§ TASK BRIEF: Find the line containing "Draw the outline of every instance of the tree". Reproduce it and every line after it up to the end of the records, exactly as written.

§ AVAILABLE RECORDS:
start

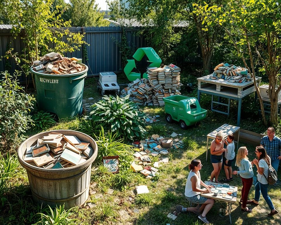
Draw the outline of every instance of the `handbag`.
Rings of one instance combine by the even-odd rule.
[[[267,162],[266,163],[268,165],[268,176],[267,178],[266,176],[264,175],[264,173],[263,173],[263,175],[267,180],[268,184],[274,184],[277,181],[277,173],[271,165],[267,163]]]

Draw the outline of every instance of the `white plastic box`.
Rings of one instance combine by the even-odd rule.
[[[115,90],[119,94],[120,87],[117,83],[117,76],[113,72],[104,72],[100,73],[100,79],[98,88],[101,91],[103,95],[106,91]]]
[[[263,100],[265,101],[269,101],[269,97],[268,96],[268,87],[267,84],[264,84],[259,87],[260,93],[263,98]],[[281,100],[281,92],[279,92],[278,96],[278,101]]]

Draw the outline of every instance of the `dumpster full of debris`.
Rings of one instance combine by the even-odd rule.
[[[34,62],[37,102],[40,110],[53,112],[60,119],[81,115],[85,78],[88,67],[75,57],[51,52]]]

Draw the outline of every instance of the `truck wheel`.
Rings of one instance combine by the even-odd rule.
[[[167,121],[169,123],[171,123],[173,121],[173,119],[172,119],[172,117],[169,114],[166,114],[165,116],[165,118]]]
[[[185,122],[183,120],[180,120],[179,126],[182,129],[186,129],[187,128],[187,126],[185,124]]]

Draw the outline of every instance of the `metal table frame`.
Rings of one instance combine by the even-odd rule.
[[[241,109],[242,104],[242,99],[250,94],[256,91],[254,86],[253,81],[244,83],[231,83],[227,81],[220,81],[218,80],[211,80],[208,75],[197,79],[198,81],[198,89],[197,92],[197,99],[200,103],[201,94],[201,93],[212,95],[212,111],[220,113],[229,114],[230,99],[238,101],[238,110],[237,115],[237,126],[240,125],[241,117]],[[258,86],[259,84],[260,78],[256,77],[256,81]],[[215,102],[220,105],[228,105],[228,113],[224,112],[213,108],[213,96],[217,96],[219,98],[222,97],[228,99],[228,104]],[[256,93],[255,98],[257,98]],[[219,100],[218,102],[219,102]]]
[[[208,181],[205,181],[204,183],[206,183],[206,182]],[[230,186],[235,187],[235,188],[234,190],[234,192],[236,192],[237,193],[238,192],[238,187],[236,186],[233,186],[231,185]],[[211,198],[213,199],[216,201],[218,201],[219,202],[227,202],[228,204],[228,209],[226,209],[228,212],[228,214],[229,215],[229,220],[230,222],[230,224],[232,224],[231,222],[231,212],[232,210],[232,203],[235,203],[236,202],[236,200],[237,199],[237,197],[234,197],[232,199],[228,199],[226,198],[223,198],[222,197],[220,196],[217,195],[217,196],[214,196],[213,195],[212,193],[201,193],[201,195],[204,197],[208,198]]]

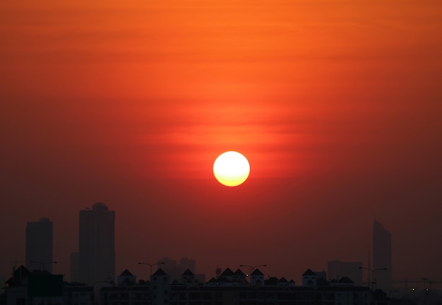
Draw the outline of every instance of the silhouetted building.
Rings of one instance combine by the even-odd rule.
[[[373,273],[376,287],[388,291],[391,288],[391,234],[374,220],[373,223]],[[386,270],[378,270],[387,268]]]
[[[102,203],[80,211],[79,280],[88,285],[115,279],[115,212]]]
[[[69,267],[71,272],[71,282],[76,282],[80,281],[79,273],[79,258],[78,252],[72,252],[69,261]]]
[[[52,222],[40,218],[26,226],[26,268],[52,273]]]
[[[327,274],[329,280],[350,278],[357,286],[362,284],[362,262],[342,262],[339,260],[328,261]]]

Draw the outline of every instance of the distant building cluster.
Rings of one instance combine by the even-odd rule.
[[[172,280],[162,268],[150,281],[136,281],[125,270],[117,283],[111,281],[85,285],[63,282],[47,271],[30,272],[20,266],[9,279],[1,304],[53,305],[388,305],[385,293],[368,287],[355,286],[348,277],[327,280],[325,273],[308,269],[303,285],[284,277],[264,278],[259,269],[248,277],[241,270],[227,268],[216,277],[201,282],[187,269],[179,279]],[[52,278],[52,277],[54,277]],[[248,278],[249,277],[249,278]],[[44,287],[44,284],[50,286]]]
[[[125,270],[115,278],[115,212],[97,203],[79,213],[78,252],[71,254],[71,280],[52,275],[52,222],[48,218],[26,227],[26,263],[13,270],[0,305],[150,304],[388,304],[382,292],[391,288],[391,235],[377,221],[373,226],[373,267],[339,260],[327,273],[308,269],[302,282],[265,278],[258,268],[217,270],[205,281],[196,261],[163,258],[148,265],[148,281]],[[155,272],[153,273],[153,266]],[[243,267],[251,267],[244,266]],[[262,265],[256,267],[265,266]],[[366,280],[363,273],[368,274]]]

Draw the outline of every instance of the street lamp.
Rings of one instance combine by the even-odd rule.
[[[150,267],[150,277],[152,277],[152,266],[153,265],[164,265],[165,262],[160,262],[160,263],[143,263],[143,262],[139,262],[138,265],[148,265]],[[150,280],[150,277],[149,277],[149,280]]]
[[[369,279],[369,282],[371,283],[371,289],[373,290],[376,290],[376,281],[374,279],[374,272],[375,271],[378,271],[378,270],[386,270],[387,268],[376,268],[376,269],[371,269],[371,268],[365,268],[365,267],[359,267],[359,269],[365,269],[365,270],[368,270],[369,271],[371,272],[371,280],[370,280],[370,279]]]
[[[45,268],[46,265],[56,263],[56,262],[42,262],[42,261],[30,261],[30,263],[39,263],[42,265],[42,270],[43,271],[46,270],[46,268]]]

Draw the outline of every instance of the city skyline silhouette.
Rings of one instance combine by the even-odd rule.
[[[79,235],[83,235],[83,237],[80,238],[78,249],[83,250],[77,250],[70,253],[69,268],[61,272],[64,275],[64,280],[86,285],[104,280],[114,281],[116,274],[118,273],[118,270],[115,269],[114,258],[112,258],[116,256],[114,245],[118,243],[118,241],[114,239],[116,236],[114,229],[115,211],[108,211],[108,207],[106,204],[96,203],[92,205],[91,208],[88,208],[79,212],[78,229],[79,230]],[[38,260],[35,259],[34,261],[32,261],[32,258],[28,259],[32,261],[32,263],[29,263],[32,268],[30,270],[47,270],[52,273],[52,269],[54,266],[52,263],[58,263],[53,261],[52,258],[53,252],[52,244],[52,222],[49,218],[42,217],[38,222],[28,222],[26,229],[28,232],[26,256],[27,258],[38,257]],[[32,235],[30,234],[31,230],[32,231]],[[417,277],[413,280],[401,279],[392,276],[395,273],[393,273],[392,267],[394,265],[394,260],[391,253],[391,234],[384,227],[383,224],[376,219],[373,220],[372,240],[372,249],[369,249],[367,261],[364,263],[363,258],[353,258],[352,262],[340,261],[339,259],[333,260],[330,258],[326,262],[323,262],[323,265],[326,265],[326,268],[322,268],[322,269],[318,270],[321,270],[325,274],[327,274],[327,280],[331,280],[347,277],[352,280],[354,285],[367,285],[373,289],[377,287],[385,291],[390,291],[393,287],[398,287],[397,283],[403,282],[404,280],[410,281],[410,283],[422,282],[421,279]],[[49,248],[47,241],[51,242]],[[28,250],[29,246],[32,246],[31,249],[35,249],[40,244],[39,243],[42,243],[41,246],[45,247],[42,248],[44,249],[42,252],[44,255],[32,256],[32,254],[29,254],[30,251]],[[37,253],[42,253],[42,249]],[[79,254],[79,253],[82,253]],[[370,256],[370,253],[372,253],[372,257]],[[124,253],[122,254],[124,255]],[[83,263],[80,263],[80,257],[82,258],[81,261]],[[13,262],[15,267],[18,262]],[[129,266],[123,266],[123,268],[125,270],[137,270],[139,272],[140,265],[148,265],[150,267],[150,273],[153,272],[153,268],[155,271],[161,268],[166,271],[172,280],[179,279],[184,271],[190,270],[194,275],[197,275],[201,282],[204,282],[208,277],[210,278],[213,273],[217,275],[217,269],[221,270],[218,266],[215,273],[213,270],[208,273],[197,272],[196,261],[192,258],[189,260],[185,256],[182,256],[178,264],[176,260],[167,256],[153,260],[150,263],[138,262],[137,264],[138,265],[138,268],[133,265],[133,263],[130,264],[132,265],[131,268]],[[239,264],[238,265],[242,269],[252,267],[249,265]],[[268,265],[256,265],[256,267],[257,266],[263,268],[263,266],[268,267]],[[264,270],[266,269],[267,268],[264,268]],[[200,270],[198,270],[198,271]],[[253,268],[251,271],[253,271]],[[285,271],[286,277],[287,275],[291,275],[292,277],[289,277],[291,280],[299,280],[296,276],[294,277],[294,275],[287,272],[288,270]],[[376,276],[375,271],[377,271]],[[246,272],[246,273],[249,273]],[[279,275],[275,274],[273,275],[277,276]],[[282,275],[280,276],[284,277]],[[300,274],[297,276],[299,277]],[[268,275],[268,277],[270,277],[270,274]],[[363,278],[364,280],[362,280]],[[436,285],[439,282],[436,279],[434,279],[432,282]]]
[[[69,278],[78,211],[101,202],[116,212],[115,274],[184,257],[208,278],[383,268],[376,218],[393,280],[441,280],[441,11],[0,1],[0,277],[27,265],[26,224],[47,217],[52,272]],[[238,186],[214,176],[227,151],[249,163]]]

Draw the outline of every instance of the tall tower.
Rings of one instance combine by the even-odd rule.
[[[49,218],[26,225],[26,268],[52,273],[52,222]]]
[[[373,223],[373,280],[376,287],[388,291],[391,288],[391,234],[374,220]],[[378,270],[383,269],[385,270]]]
[[[81,282],[115,279],[115,212],[104,203],[80,211],[78,276]]]

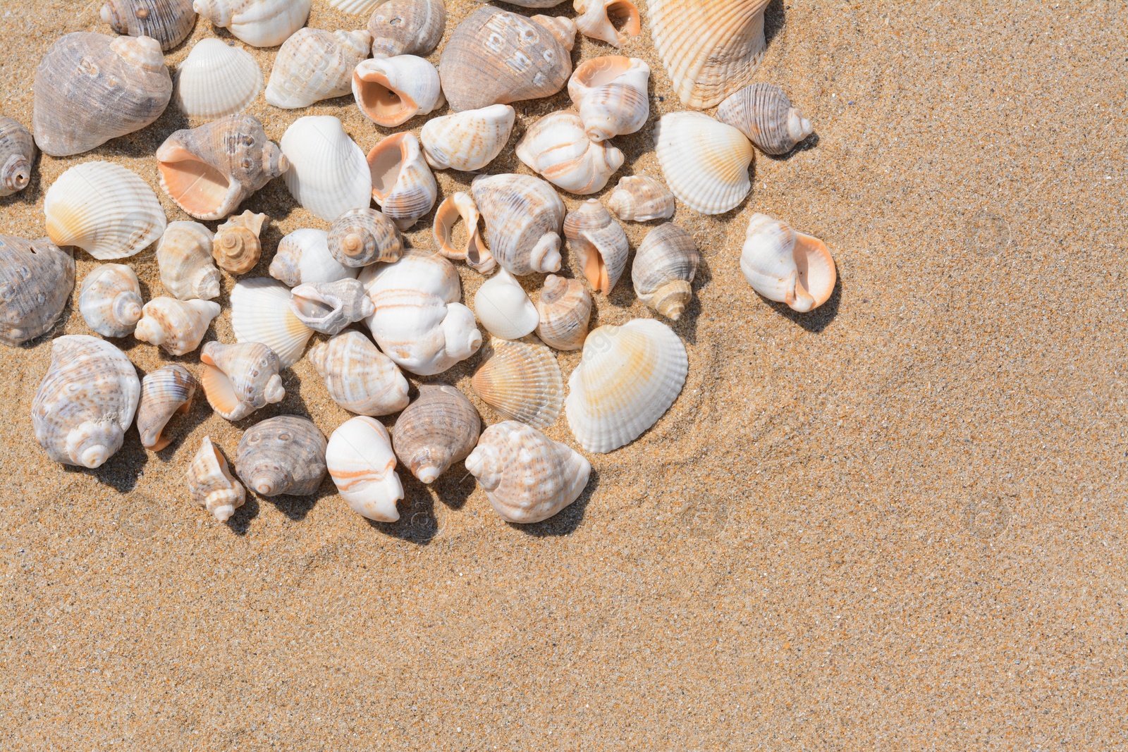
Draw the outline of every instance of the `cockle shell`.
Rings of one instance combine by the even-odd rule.
[[[56,246],[78,246],[99,260],[148,248],[167,223],[149,184],[112,162],[82,162],[60,175],[43,213]]]
[[[827,302],[838,280],[827,244],[767,214],[749,220],[740,268],[756,292],[801,313]]]
[[[51,343],[51,368],[32,401],[35,440],[55,462],[102,467],[122,448],[141,382],[125,353],[74,334]]]
[[[171,97],[156,39],[67,34],[35,71],[35,142],[52,157],[80,154],[153,123]]]
[[[591,465],[579,452],[513,421],[490,426],[466,458],[508,522],[529,524],[555,515],[583,493]]]

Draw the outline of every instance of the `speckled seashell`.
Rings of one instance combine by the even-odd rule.
[[[483,432],[466,469],[486,489],[494,511],[520,524],[557,514],[580,497],[591,476],[591,465],[579,452],[513,421]]]
[[[35,142],[52,157],[80,154],[156,122],[171,97],[156,39],[67,34],[35,71]]]
[[[125,353],[105,339],[65,335],[32,401],[35,439],[55,462],[102,467],[122,448],[141,382]]]
[[[263,496],[309,496],[325,477],[325,435],[311,421],[280,415],[243,434],[235,450],[235,470]]]

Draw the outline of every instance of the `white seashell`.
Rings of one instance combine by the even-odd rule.
[[[569,378],[564,409],[572,434],[589,452],[629,444],[673,405],[688,371],[685,345],[660,321],[599,327]]]

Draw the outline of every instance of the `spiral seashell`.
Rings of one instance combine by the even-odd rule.
[[[52,157],[80,154],[156,122],[171,96],[156,39],[68,34],[35,71],[35,142]]]
[[[420,396],[391,430],[396,457],[430,485],[478,443],[482,418],[462,392],[446,383],[420,384]]]
[[[360,331],[342,331],[309,348],[309,361],[341,407],[359,415],[390,415],[407,407],[407,379]]]
[[[141,284],[124,264],[100,264],[82,280],[78,309],[103,337],[126,337],[141,320]]]
[[[72,334],[51,343],[51,366],[32,401],[35,440],[55,462],[102,467],[122,448],[141,382],[125,353]]]
[[[165,210],[135,172],[112,162],[82,162],[59,176],[43,200],[47,236],[99,260],[125,258],[165,232]]]
[[[308,418],[280,415],[247,430],[235,471],[262,496],[309,496],[325,477],[325,436]]]
[[[490,426],[466,458],[494,512],[529,524],[559,513],[583,493],[591,465],[536,428],[506,421]]]
[[[838,280],[827,244],[767,214],[749,220],[740,268],[752,290],[801,313],[830,300]]]

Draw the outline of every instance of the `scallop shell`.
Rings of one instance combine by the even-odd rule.
[[[165,232],[165,210],[144,180],[112,162],[82,162],[59,176],[43,212],[56,246],[78,246],[99,260],[125,258]]]
[[[52,157],[80,154],[156,122],[171,96],[156,39],[68,34],[35,71],[35,142]]]
[[[72,334],[51,343],[51,368],[32,401],[35,440],[55,462],[102,467],[122,448],[141,382],[125,353]]]
[[[506,421],[482,434],[466,469],[508,522],[529,524],[557,514],[583,493],[591,465],[579,452],[527,425]]]

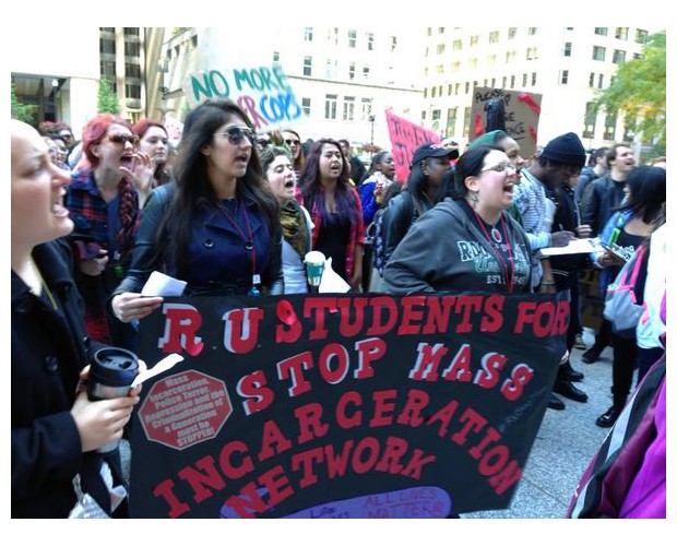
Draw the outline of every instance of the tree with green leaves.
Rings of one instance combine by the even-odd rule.
[[[35,122],[35,105],[24,104],[16,98],[16,92],[12,83],[12,118],[33,124]]]
[[[98,82],[98,103],[96,109],[98,114],[120,114],[118,96],[112,92],[106,79]]]
[[[648,36],[642,58],[618,68],[614,83],[596,99],[607,112],[622,111],[626,127],[665,151],[665,31]]]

end

§ SOLUTION FOR THIS PROBLEM:
Draw the outline of every instance of the tree with green leaves.
Rings of one instance combine by the even-odd rule.
[[[35,122],[35,105],[24,104],[16,98],[16,92],[12,83],[12,118],[33,124]]]
[[[98,82],[98,103],[96,109],[98,114],[120,114],[118,96],[112,92],[106,79]]]
[[[648,36],[642,58],[618,68],[614,83],[596,99],[607,112],[622,111],[626,127],[665,151],[665,31]]]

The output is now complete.